THE PROBLEM
Rewrite the entries from the beginning through the line containing "column 160, row 304", inclusive, replacing "baseboard" with "skirting board" and keeping everything else the same. Return only those lines.

PROVIDED MATERIAL
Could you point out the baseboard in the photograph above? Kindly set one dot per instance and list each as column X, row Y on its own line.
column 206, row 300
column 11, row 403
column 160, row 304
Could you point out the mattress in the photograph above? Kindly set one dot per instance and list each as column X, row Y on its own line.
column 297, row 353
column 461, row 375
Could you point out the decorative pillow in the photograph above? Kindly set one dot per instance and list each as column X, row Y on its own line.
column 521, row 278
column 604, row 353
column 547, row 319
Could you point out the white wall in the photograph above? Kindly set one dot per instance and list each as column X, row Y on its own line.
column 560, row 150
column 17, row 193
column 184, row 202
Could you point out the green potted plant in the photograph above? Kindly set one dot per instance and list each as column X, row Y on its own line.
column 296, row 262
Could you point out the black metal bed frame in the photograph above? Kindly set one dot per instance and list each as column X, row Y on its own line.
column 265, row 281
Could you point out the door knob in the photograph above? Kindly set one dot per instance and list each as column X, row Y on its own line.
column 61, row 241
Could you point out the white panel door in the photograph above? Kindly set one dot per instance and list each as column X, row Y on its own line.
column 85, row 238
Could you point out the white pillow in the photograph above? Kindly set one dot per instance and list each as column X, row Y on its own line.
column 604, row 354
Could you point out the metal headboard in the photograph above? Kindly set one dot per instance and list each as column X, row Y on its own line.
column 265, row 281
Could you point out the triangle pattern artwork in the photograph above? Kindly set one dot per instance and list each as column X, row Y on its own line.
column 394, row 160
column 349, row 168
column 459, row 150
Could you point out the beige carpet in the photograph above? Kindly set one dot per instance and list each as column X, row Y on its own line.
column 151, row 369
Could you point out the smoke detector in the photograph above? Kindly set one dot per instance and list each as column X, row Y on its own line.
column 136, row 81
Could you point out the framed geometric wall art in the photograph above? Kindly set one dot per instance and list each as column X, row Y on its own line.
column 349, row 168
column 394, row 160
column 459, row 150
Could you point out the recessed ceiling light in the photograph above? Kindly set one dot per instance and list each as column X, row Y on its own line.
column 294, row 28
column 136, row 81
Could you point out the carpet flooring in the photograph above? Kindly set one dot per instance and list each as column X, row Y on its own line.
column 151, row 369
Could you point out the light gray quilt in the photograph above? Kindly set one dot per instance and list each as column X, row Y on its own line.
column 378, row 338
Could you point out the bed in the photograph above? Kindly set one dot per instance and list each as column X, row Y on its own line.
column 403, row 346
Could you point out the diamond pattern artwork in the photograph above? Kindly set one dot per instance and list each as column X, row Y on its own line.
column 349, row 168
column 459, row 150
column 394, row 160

RESULT OF THE EXERCISE
Could you point out the skirting board in the photograph above? Kindly set one dot per instance and list each as column X, row Y on its own line.
column 206, row 300
column 11, row 403
column 160, row 304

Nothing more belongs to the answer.